#### SHORT TASK 1:
List every distinct username that posts in the forum thread on primitive survival tools.

====== TEXT SHOWN ======

# Primitive Survival



## BamaBoy101

Just thought I would post a pic of something I have been teaching my students to make. Made this one in a class today. Its nothing fancy but separated from gear and supplies I would rather have this primitive tomahawk than nothing. Any thoughts????


----------



## Meangreen

BamaBoy101 said:


> Just thought I would post a pic of something I have been teaching my students to make. Made this one in a class today. Its nothing fancy but separated from gear and supplies I would rather have this primitive tomahawk than nothing. Any thoughts????
> 
> View attachment 3650
> 
> 
> View attachment 3651


Very nice! I would hang that on my wall next to my collection and I would use it with confidence if I didn't have steel available.


----------



## BamaBoy101

And there ya go, that’s the point i try to teach. I find often it seams students are to reliant on their gear and don’t consider the what if I don’t have my gear scenario. I find these primitive skills extremely useful if for nothing more than the confidence they build. Steel first always, but if ya dont have steel a stone will do.....


----------



## oddapple

Stone tools are forever.


----------



## BamaBoy101

I think next week we will demonstrate what this will do with flesh, maybe some pork. May as well, will have to post some pics....


----------



## Meangreen

BamaBoy101 said:


> I think next week we will demonstrate what this will do with flesh, maybe some pork. May as well, will have to post some pics....


It's really beautiful work on your part. I look at primitive weapons as art. Do you sell your tomahawks?


----------



## BamaBoy101

Meangreen said:


> It's really beautiful work on your part. I look at primitive weapons as art.


I thank you sir, just takes time to learn and I highly recommend it to anyone interested. it's a great skill to pick up.


----------



## Denton

You have rocks up there. All we have down here is sand. :lol:


----------



## BamaBoy101

Here's another nasty piece, its an Atlatl dart. I guarantee to stick the business end of this in his gut and its going to smart a bit. You can use it as a handheld weapon or launch it with the Atlatl at 100mph. Trust me when I say it has an impact&#8230;.


----------



## Deebo

THAT is some nice work.


----------



## BamaBoy101

Deebo said:


> THAT is some nice work.


I thank you sir, anyone can learn to do this sort of thing. I am now practicing knapping glass as I figure there will always be some of that handy. I find the bottoms of beer bottles make great arrowheads. And now I have another reason to empty them....lol


----------



## Deebo

Any one else on this site love to find artifacts? We found a lot in Arkansas, I haven't went arrowhead hunting since moving to NM.


----------



## Deebo

Almost peed myself once, when I found an area that someone long ago had been knapping at, finding flakes and half finished points everywhere. 
I would love to see a video of you knapping. I would love to try it.

======

#### SHORT TASK 2:
Please retype the region labeling rows that follow word for word, leaving the pictures out.

====== RECORD SET ======

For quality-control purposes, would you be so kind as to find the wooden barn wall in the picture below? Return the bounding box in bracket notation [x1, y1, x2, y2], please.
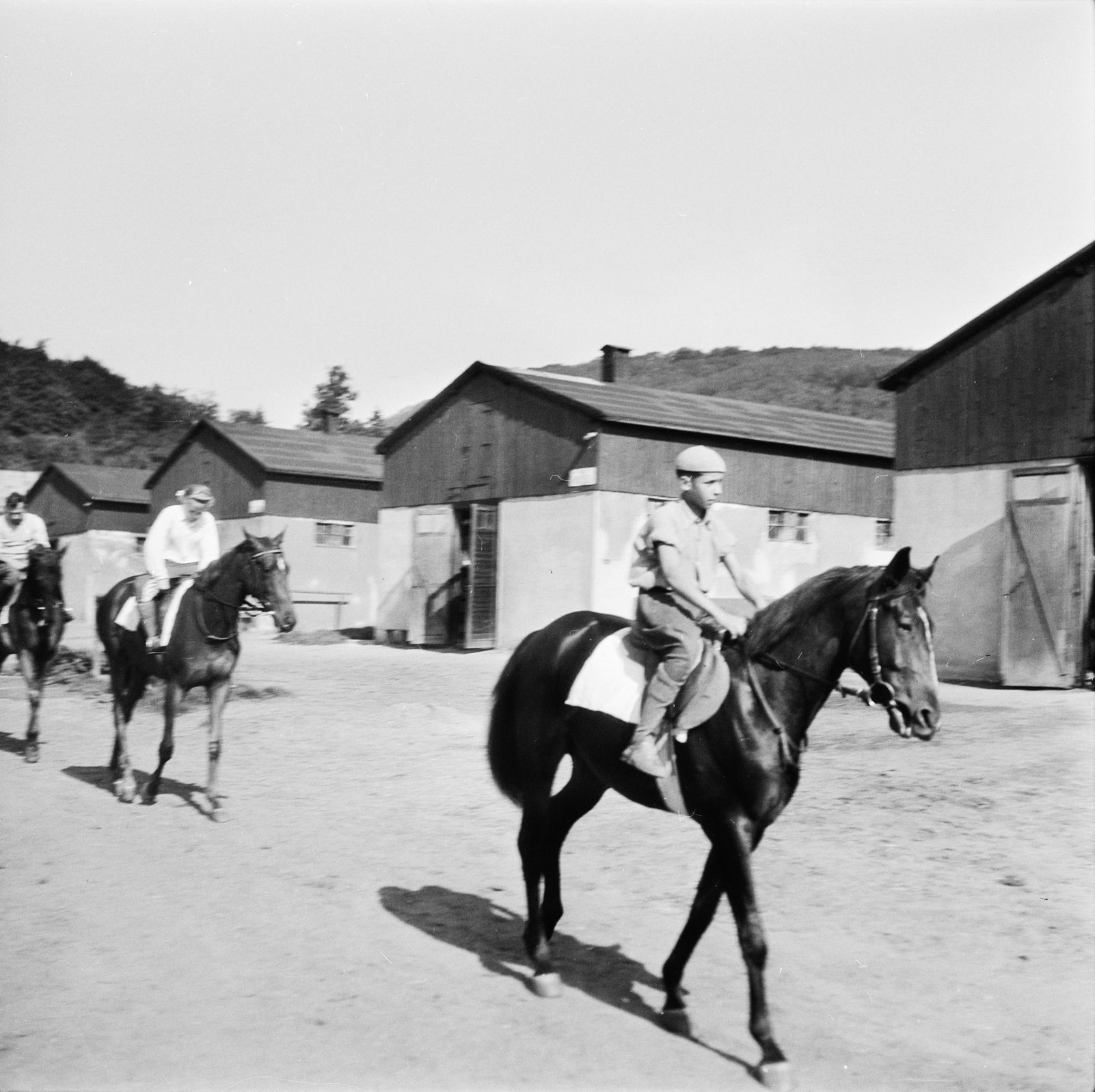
[264, 474, 380, 523]
[26, 473, 87, 538]
[383, 375, 593, 508]
[897, 268, 1095, 471]
[597, 426, 893, 520]
[87, 501, 152, 535]
[149, 431, 262, 520]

======

#### EXERCISE SOLUTION 1:
BamaBoy101, Meangreen, oddapple, Denton, Deebo

#### EXERCISE SOLUTION 2:
For quality-control purposes, would you be so kind as to find the wooden barn wall in the picture below? Return the bounding box in bracket notation [x1, y1, x2, y2], please.
[264, 474, 380, 523]
[26, 473, 87, 538]
[383, 375, 593, 508]
[897, 268, 1095, 471]
[597, 426, 893, 520]
[87, 501, 152, 535]
[149, 431, 262, 520]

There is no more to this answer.